Records drawn from a dataset
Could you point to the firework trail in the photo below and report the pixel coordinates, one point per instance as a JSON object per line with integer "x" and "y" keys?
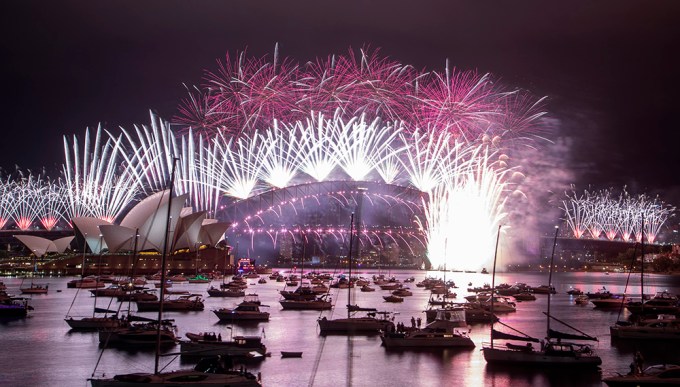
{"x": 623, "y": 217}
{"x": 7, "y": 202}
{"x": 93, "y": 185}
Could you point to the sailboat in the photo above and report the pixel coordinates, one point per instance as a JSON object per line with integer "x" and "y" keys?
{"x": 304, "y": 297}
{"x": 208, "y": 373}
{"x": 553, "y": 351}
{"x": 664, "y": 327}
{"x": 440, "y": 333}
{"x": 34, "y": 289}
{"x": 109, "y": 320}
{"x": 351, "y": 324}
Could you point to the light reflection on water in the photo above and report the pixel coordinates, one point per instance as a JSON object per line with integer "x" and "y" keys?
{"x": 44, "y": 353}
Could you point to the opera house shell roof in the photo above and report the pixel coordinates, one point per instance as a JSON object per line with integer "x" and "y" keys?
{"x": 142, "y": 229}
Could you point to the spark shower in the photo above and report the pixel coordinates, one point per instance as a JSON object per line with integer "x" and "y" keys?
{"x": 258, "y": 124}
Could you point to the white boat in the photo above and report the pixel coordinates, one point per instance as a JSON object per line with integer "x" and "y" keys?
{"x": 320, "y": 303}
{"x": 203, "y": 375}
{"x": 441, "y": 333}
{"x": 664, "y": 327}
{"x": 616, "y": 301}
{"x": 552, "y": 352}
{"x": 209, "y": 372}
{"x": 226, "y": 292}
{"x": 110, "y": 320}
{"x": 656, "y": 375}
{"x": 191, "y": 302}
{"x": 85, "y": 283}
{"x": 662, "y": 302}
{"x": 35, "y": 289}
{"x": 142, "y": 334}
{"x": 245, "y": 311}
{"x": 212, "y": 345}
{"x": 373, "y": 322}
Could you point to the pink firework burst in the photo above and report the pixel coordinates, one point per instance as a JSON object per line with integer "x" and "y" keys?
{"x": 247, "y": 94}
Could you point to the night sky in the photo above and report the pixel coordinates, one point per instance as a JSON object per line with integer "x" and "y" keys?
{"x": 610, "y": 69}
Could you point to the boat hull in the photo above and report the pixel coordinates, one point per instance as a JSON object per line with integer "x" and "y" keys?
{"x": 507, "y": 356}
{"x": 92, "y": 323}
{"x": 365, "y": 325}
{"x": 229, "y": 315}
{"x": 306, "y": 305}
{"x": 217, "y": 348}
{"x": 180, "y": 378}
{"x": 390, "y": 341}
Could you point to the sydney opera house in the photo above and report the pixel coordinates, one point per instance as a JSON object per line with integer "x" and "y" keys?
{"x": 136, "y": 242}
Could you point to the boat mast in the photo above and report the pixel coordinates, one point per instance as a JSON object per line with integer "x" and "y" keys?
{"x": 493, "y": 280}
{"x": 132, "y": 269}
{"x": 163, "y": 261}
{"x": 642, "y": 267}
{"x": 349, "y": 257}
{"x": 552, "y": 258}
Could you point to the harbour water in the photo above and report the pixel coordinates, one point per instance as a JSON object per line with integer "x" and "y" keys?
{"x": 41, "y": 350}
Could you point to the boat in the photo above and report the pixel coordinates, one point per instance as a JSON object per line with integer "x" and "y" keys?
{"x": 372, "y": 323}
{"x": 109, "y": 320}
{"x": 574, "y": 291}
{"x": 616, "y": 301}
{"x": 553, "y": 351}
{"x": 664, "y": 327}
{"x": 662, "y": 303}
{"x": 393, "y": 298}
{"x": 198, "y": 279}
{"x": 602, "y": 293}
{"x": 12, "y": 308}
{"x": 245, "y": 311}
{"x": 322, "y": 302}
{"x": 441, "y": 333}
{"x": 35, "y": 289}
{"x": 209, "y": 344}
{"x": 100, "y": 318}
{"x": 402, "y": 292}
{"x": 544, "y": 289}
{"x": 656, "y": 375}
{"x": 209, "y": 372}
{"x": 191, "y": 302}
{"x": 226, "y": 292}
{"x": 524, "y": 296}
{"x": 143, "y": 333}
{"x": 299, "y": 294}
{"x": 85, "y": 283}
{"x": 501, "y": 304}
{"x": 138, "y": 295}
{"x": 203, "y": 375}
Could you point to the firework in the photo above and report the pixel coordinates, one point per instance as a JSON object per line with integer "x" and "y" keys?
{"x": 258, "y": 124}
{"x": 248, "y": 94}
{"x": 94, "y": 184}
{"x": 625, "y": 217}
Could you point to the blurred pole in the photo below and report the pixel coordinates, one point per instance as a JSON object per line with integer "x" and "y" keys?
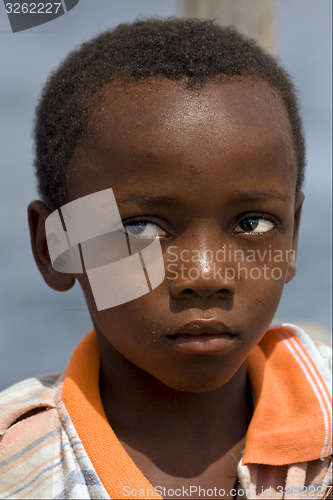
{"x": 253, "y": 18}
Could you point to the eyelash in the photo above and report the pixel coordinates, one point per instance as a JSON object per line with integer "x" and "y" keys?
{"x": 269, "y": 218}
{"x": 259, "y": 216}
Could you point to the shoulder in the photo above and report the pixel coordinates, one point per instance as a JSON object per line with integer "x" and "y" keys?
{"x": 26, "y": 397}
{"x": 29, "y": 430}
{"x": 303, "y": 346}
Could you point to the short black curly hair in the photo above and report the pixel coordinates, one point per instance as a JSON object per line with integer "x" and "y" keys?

■ **Work order**:
The copy you produce must repeat all the entries exactly and contain no pictures.

■ **Written response**:
Could you point to the firework trail in the photo below and report the pixel coordinates, one point per instance as a JSON object per line with integer "x" and "y" keys?
{"x": 623, "y": 217}
{"x": 7, "y": 202}
{"x": 93, "y": 185}
Could you point to the sailboat in the photo above and report the pixel coordinates, one point per instance as a JSON object per line with integer "x" and "y" keys?
{"x": 304, "y": 297}
{"x": 208, "y": 373}
{"x": 553, "y": 351}
{"x": 664, "y": 327}
{"x": 440, "y": 333}
{"x": 34, "y": 289}
{"x": 109, "y": 320}
{"x": 351, "y": 324}
Could you point to the light reflection on water in the photo above and report the pixel coordinates, one point per instance as a JSON object per line with integer "x" and "y" keys?
{"x": 44, "y": 353}
Could you point to the opera house shell roof in the photo above and report the pixel coordinates, one point per instance as a JSON object per line with integer "x" and "y" keys?
{"x": 142, "y": 229}
Could you point to the spark shower in the photo above and report the pixel coordinates, one point per instance as a JSON object per line with integer "x" and "y" keys?
{"x": 258, "y": 124}
Could you point to the white boat in the photo above and report the pixel coordinates, one point per instance as a JSON object per line with integer "x" and "y" keys?
{"x": 320, "y": 303}
{"x": 203, "y": 375}
{"x": 441, "y": 333}
{"x": 664, "y": 327}
{"x": 616, "y": 301}
{"x": 552, "y": 352}
{"x": 209, "y": 372}
{"x": 226, "y": 292}
{"x": 110, "y": 320}
{"x": 656, "y": 375}
{"x": 191, "y": 302}
{"x": 85, "y": 283}
{"x": 662, "y": 302}
{"x": 35, "y": 289}
{"x": 142, "y": 334}
{"x": 245, "y": 311}
{"x": 212, "y": 345}
{"x": 373, "y": 322}
Could you point to the pink firework burst in the photo above and report the pixel coordinates, one point per instance as a JSON object per line with integer "x" and "y" keys?
{"x": 247, "y": 94}
Could you point to the night sky in the photo above and report the pixel coordinates, one point per instance as a JSON object per line with integer "x" and "y" keys?
{"x": 610, "y": 69}
Could you point to the boat hull in the photo above and report the pixel coordinates, one point per instance as a JSON object per line with integer "x" and "y" keys?
{"x": 507, "y": 356}
{"x": 92, "y": 323}
{"x": 365, "y": 325}
{"x": 229, "y": 315}
{"x": 306, "y": 305}
{"x": 217, "y": 348}
{"x": 180, "y": 378}
{"x": 390, "y": 341}
Could you point to the sydney opera house in the photo above and report the pixel coordinates, one point per instance as a JSON object per line with integer "x" and "y" keys?
{"x": 136, "y": 242}
Could you point to the boat mast in the photo above and report the pixel coordinates, one point per instance as a JSON object per line with integer "x" and "y" keys?
{"x": 493, "y": 280}
{"x": 132, "y": 269}
{"x": 163, "y": 261}
{"x": 642, "y": 267}
{"x": 349, "y": 257}
{"x": 552, "y": 258}
Could you point to the harbour water in the photo above and report the pixel coordinates, one point per instance as a JSON object per line with integer "x" and "y" keys?
{"x": 41, "y": 350}
Could you point to the boat in the photo above and report the pixel coordinates, one point per instance as a JSON object per line with integer "x" and "y" keys?
{"x": 372, "y": 323}
{"x": 109, "y": 320}
{"x": 574, "y": 291}
{"x": 616, "y": 301}
{"x": 553, "y": 351}
{"x": 664, "y": 327}
{"x": 662, "y": 303}
{"x": 393, "y": 298}
{"x": 198, "y": 279}
{"x": 602, "y": 293}
{"x": 12, "y": 308}
{"x": 245, "y": 311}
{"x": 322, "y": 302}
{"x": 441, "y": 333}
{"x": 35, "y": 289}
{"x": 209, "y": 344}
{"x": 100, "y": 318}
{"x": 402, "y": 292}
{"x": 544, "y": 289}
{"x": 656, "y": 375}
{"x": 209, "y": 372}
{"x": 191, "y": 302}
{"x": 226, "y": 292}
{"x": 524, "y": 296}
{"x": 143, "y": 333}
{"x": 299, "y": 294}
{"x": 85, "y": 283}
{"x": 501, "y": 304}
{"x": 138, "y": 295}
{"x": 203, "y": 375}
Could you point to the firework in the photo above and report the pixel coordinates, one point per instance as a JSON object per line with integer "x" and "y" keys?
{"x": 258, "y": 124}
{"x": 248, "y": 94}
{"x": 94, "y": 184}
{"x": 625, "y": 217}
Could you point to the blurred pole in the photo below and report the pixel coordinates, one point per instance as a JSON object per line with integer "x" and "y" keys?
{"x": 253, "y": 18}
Could you point to the eyelash in the photo above and report the pixel coordinates, one point per instance as a JSON object per line with integer "x" and "y" keys?
{"x": 269, "y": 218}
{"x": 259, "y": 216}
Could you point to the shoulder in the photo above and report the pixel coordinates, one point per instance as a JSON object per line with integer "x" and "y" keys?
{"x": 26, "y": 397}
{"x": 29, "y": 430}
{"x": 303, "y": 346}
Could you point to the short black curly hair in the photo above and report the pixel coordinates, one point per instance as a JSON object per line with integer "x" and "y" keys?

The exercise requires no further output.